* Records from a data source *
···

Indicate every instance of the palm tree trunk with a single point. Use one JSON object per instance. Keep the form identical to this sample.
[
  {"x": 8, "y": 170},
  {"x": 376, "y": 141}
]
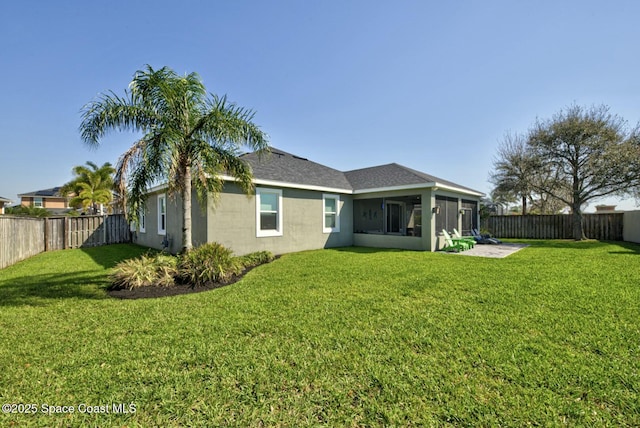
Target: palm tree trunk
[{"x": 187, "y": 245}]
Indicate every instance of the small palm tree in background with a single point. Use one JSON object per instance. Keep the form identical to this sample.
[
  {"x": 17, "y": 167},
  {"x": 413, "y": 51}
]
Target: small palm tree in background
[
  {"x": 92, "y": 187},
  {"x": 189, "y": 138}
]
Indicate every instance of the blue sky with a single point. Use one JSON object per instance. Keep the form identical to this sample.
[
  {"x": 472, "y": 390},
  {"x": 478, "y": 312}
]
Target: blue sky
[{"x": 431, "y": 85}]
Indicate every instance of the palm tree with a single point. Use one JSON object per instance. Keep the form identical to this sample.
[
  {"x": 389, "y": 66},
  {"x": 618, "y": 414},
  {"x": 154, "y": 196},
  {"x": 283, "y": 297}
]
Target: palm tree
[
  {"x": 92, "y": 185},
  {"x": 189, "y": 138}
]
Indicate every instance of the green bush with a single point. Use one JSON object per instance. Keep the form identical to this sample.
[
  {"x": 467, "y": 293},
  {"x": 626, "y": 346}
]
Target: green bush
[
  {"x": 147, "y": 270},
  {"x": 255, "y": 259},
  {"x": 208, "y": 263}
]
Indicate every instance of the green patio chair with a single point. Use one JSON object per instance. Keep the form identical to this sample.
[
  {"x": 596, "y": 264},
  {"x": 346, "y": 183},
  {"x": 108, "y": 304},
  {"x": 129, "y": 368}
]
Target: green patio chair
[
  {"x": 453, "y": 244},
  {"x": 469, "y": 239}
]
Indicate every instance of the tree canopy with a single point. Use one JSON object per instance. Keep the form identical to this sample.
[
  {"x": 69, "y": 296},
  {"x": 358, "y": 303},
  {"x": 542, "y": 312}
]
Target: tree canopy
[
  {"x": 582, "y": 154},
  {"x": 189, "y": 138},
  {"x": 92, "y": 186}
]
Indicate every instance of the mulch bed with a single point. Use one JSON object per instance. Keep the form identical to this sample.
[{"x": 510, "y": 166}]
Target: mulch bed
[{"x": 158, "y": 291}]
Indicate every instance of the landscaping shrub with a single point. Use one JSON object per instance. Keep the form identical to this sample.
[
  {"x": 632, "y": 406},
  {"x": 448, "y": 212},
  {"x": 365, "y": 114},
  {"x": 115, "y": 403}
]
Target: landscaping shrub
[
  {"x": 256, "y": 259},
  {"x": 208, "y": 263},
  {"x": 147, "y": 270}
]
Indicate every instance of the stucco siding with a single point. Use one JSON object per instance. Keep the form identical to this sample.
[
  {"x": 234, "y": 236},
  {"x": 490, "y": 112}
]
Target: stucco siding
[
  {"x": 173, "y": 236},
  {"x": 631, "y": 226},
  {"x": 232, "y": 222}
]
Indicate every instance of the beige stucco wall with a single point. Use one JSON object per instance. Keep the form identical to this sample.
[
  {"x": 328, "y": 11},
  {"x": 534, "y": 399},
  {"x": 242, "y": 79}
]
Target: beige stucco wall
[
  {"x": 54, "y": 203},
  {"x": 631, "y": 226}
]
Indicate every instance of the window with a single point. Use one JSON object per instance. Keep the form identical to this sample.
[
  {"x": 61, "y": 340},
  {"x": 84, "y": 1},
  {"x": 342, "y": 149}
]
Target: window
[
  {"x": 447, "y": 218},
  {"x": 394, "y": 218},
  {"x": 142, "y": 221},
  {"x": 162, "y": 214},
  {"x": 268, "y": 212},
  {"x": 331, "y": 213}
]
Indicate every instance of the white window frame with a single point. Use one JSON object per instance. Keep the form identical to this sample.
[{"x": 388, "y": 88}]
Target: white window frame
[
  {"x": 325, "y": 229},
  {"x": 278, "y": 230},
  {"x": 142, "y": 220},
  {"x": 162, "y": 198}
]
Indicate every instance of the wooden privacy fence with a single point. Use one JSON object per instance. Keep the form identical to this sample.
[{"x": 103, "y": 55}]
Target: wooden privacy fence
[
  {"x": 21, "y": 238},
  {"x": 607, "y": 227}
]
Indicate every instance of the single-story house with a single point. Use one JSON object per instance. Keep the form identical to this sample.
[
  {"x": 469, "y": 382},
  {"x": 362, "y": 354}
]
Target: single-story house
[
  {"x": 301, "y": 205},
  {"x": 49, "y": 199},
  {"x": 3, "y": 202}
]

···

* Required work *
Lay out every line of the entries above as a numbered list, skipping blank lines and leaving the pictures out.

* The completed task *
1. Indicate every instance of the palm tree trunk with a single point. Use one JSON object per instance. Keep the form identical to this sample.
2. [
3.   {"x": 8, "y": 170},
4.   {"x": 376, "y": 141}
5. ]
6. Target: palm tree trunk
7. [{"x": 187, "y": 245}]
8. Indicate every instance of the small palm tree in background with a single point. Use one JSON object per instance. Keep the form identical to this sample.
9. [
10.   {"x": 17, "y": 167},
11.   {"x": 413, "y": 51}
12. ]
13. Target: small palm tree in background
14. [
15.   {"x": 92, "y": 187},
16.   {"x": 189, "y": 138}
17. ]
18. Indicate every instance of the blue sky with a single point. Use one JSON object per instance. Keep the form identical to this sample.
19. [
20.   {"x": 472, "y": 390},
21.   {"x": 478, "y": 312}
22. ]
23. Target: blue sky
24. [{"x": 431, "y": 85}]
25. Indicate every instance of the palm tree with a single point. Use one JSON object per instance. Keep the form identical to this sample.
26. [
27.   {"x": 389, "y": 66},
28.   {"x": 618, "y": 414},
29.   {"x": 154, "y": 196},
30.   {"x": 283, "y": 297}
31. ]
32. Target: palm tree
33. [
34.   {"x": 92, "y": 185},
35.   {"x": 189, "y": 138}
36. ]
37. Indicate every instance of the green bush with a single point. Use one JSON object per instance. Keep the form identical to this sample.
38. [
39.   {"x": 467, "y": 293},
40.   {"x": 626, "y": 346}
41. ]
42. Target: green bush
43. [
44.   {"x": 147, "y": 270},
45.   {"x": 255, "y": 259},
46.   {"x": 208, "y": 263}
47. ]
48. Indicate every instance of the green patio chair with a single point. Use one JSON object per instance. Keep the form identical to this sample.
49. [
50.   {"x": 596, "y": 264},
51.   {"x": 346, "y": 183},
52.   {"x": 108, "y": 304},
53.   {"x": 129, "y": 368}
54. ]
55. Target: green patio chair
56. [
57.   {"x": 453, "y": 244},
58.   {"x": 469, "y": 239}
59. ]
60. Indicate every instance of the tree canopy with a single point. Use one JSON object per instance. Keep the form identical to this sample.
61. [
62.   {"x": 69, "y": 296},
63.   {"x": 358, "y": 303},
64.   {"x": 542, "y": 312}
65. ]
66. Target: tree canopy
67. [
68.   {"x": 582, "y": 154},
69.   {"x": 189, "y": 138},
70.   {"x": 92, "y": 186}
71. ]
72. Indicate every instance of the mulch bed with a single point. Use one JSON object per instance. Keep the form identical to this sample.
73. [{"x": 510, "y": 166}]
74. Target: mulch bed
75. [{"x": 158, "y": 291}]
76. Indicate every instance of the landscaping shrub with a single point. Use one JSON object per instance. Keep the form identical to this sample.
77. [
78.   {"x": 632, "y": 406},
79.   {"x": 448, "y": 212},
80.   {"x": 365, "y": 114},
81.   {"x": 115, "y": 403}
82. ]
83. Target: landscaping shrub
84. [
85.   {"x": 256, "y": 259},
86.   {"x": 208, "y": 263},
87.   {"x": 147, "y": 270}
88. ]
89. Indicate every instance of the stucco siding with a single point. Use one JSON object per instance. Keep the form identical to this sample.
90. [
91.   {"x": 234, "y": 236},
92.   {"x": 490, "y": 112}
93. ]
94. Target: stucco siding
95. [
96.   {"x": 173, "y": 236},
97.   {"x": 631, "y": 226},
98.   {"x": 232, "y": 222}
99. ]
100. Indicate every instance of the beige stucco wall with a single point. Use one JSON object per instance. Keep the form identical to this sample.
101. [
102.   {"x": 328, "y": 11},
103.   {"x": 534, "y": 399},
104.   {"x": 242, "y": 79}
105. ]
106. Target: beige stucco wall
107. [
108.   {"x": 54, "y": 203},
109.   {"x": 631, "y": 226}
110. ]
111. Indicate every instance of the window with a single point. Use one JSON object per instance. Keep the form identical to this sample.
112. [
113.   {"x": 61, "y": 340},
114.   {"x": 84, "y": 1},
115.   {"x": 342, "y": 149}
116. ]
117. Target: window
118. [
119.   {"x": 447, "y": 218},
120.   {"x": 394, "y": 218},
121.   {"x": 142, "y": 221},
122.   {"x": 162, "y": 214},
123.   {"x": 268, "y": 212},
124.   {"x": 331, "y": 213}
125. ]
126. Indicate every instance of the white window frame with a single point. Use one JSON object per instance. Keep the form identical to this sample.
127. [{"x": 388, "y": 88}]
128. Target: white window frame
129. [
130.   {"x": 325, "y": 229},
131.   {"x": 278, "y": 230},
132.   {"x": 142, "y": 220},
133.   {"x": 162, "y": 198}
134. ]
135. Indicate every instance of the wooden privacy fence with a single point. Use one JSON object per instance. Keep the form identical to this sample.
136. [{"x": 103, "y": 55}]
137. Target: wooden privacy fence
138. [
139.   {"x": 21, "y": 238},
140.   {"x": 607, "y": 227}
141. ]
142. Indicate every instance of the single-story house with a single point. Use one JSON object per instance. Keep the form identical to this sample.
143. [
144.   {"x": 469, "y": 382},
145.   {"x": 362, "y": 354}
146. ]
147. Target: single-story house
148. [
149.   {"x": 301, "y": 205},
150.   {"x": 49, "y": 199},
151.   {"x": 3, "y": 202}
152. ]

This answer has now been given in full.